▸ **GIVEN DATA**
++++++++

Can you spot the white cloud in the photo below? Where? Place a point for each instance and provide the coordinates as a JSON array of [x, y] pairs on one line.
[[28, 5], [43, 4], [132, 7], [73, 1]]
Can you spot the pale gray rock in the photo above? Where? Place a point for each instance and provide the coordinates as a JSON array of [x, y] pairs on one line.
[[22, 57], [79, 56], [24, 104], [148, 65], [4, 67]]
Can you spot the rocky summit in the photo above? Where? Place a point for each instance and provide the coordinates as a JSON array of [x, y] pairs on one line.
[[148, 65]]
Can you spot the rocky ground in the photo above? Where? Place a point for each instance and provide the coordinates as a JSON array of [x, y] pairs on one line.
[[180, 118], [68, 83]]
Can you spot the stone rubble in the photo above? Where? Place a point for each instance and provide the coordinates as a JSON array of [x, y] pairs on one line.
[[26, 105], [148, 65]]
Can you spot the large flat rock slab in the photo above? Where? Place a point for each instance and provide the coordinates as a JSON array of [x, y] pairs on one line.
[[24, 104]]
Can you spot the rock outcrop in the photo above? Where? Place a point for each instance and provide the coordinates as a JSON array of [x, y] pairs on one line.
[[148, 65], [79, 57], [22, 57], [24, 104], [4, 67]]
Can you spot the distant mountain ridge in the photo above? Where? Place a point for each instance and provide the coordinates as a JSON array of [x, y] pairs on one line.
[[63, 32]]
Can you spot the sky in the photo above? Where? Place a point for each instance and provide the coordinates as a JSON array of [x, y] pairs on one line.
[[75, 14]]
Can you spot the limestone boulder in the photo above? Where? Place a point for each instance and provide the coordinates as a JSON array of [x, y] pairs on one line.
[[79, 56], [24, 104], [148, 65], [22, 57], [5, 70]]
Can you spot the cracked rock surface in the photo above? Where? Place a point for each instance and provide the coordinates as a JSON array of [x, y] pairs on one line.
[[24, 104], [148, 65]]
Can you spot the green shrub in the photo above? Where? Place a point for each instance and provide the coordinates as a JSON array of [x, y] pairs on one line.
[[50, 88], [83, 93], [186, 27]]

++++++++

▸ **WHAT YOU SHOULD DO**
Swap "Place a point" for "Mark a point" in the material, starting with the line that contains "Can you spot the rocky ground" and going through the end of the material. Return only those lines, with nothing else changed.

▸ **RESPONSE TO THIS TASK**
Can you spot the rocky ground in the photo above? Where? Mark a point for each instance and provide the coordinates as a JSON array of [x, y] pairs on one line.
[[180, 118], [68, 83]]
Can you spot the stone rubble in the photo above? Where? Mark a point for each instance and provide the coordinates as a JSON array of [x, y] pairs on one line.
[[26, 105], [148, 65]]
Can you spot the large flat rock slab in the photo above? Where? Mark a point for each instance and provide the coordinates as a JSON array of [x, y] pairs on one line.
[[24, 104]]
Can you spot the rock outcrop in the photo above? Where? Mark a point for each instance and provide the coordinates as a JSON array of [x, y] pairs on one line.
[[148, 65], [79, 57], [22, 57], [24, 104], [4, 67]]
Can you spot the distant mountain ridge in the photo above? Where? Mark a point for each instance and provide the coordinates as a JSON array of [x, y] pairs on one line.
[[63, 32]]
Can you spot the sky in the photo above? Where? Mark a point for each instance and provide the coordinates as a JSON array of [x, y] pairs on one line.
[[75, 14]]
Can you spot the limestone boulder in the photo above? Where? Mark a point for each instance and provide the coordinates as a JSON array of [x, y] pairs on one line.
[[79, 56], [24, 104], [148, 65], [22, 57], [5, 70]]
Can you spot the cracked rock surface in the photo above? Where? Mark a point for each instance and provide the coordinates as a JSON array of [x, y] pairs on one line.
[[24, 104], [148, 65]]
Can you spot the green shrub in the photo above? Where? Mark a point for each instance and provide the coordinates as a JSON array of [x, y] pairs on one line.
[[50, 88], [83, 93], [186, 27]]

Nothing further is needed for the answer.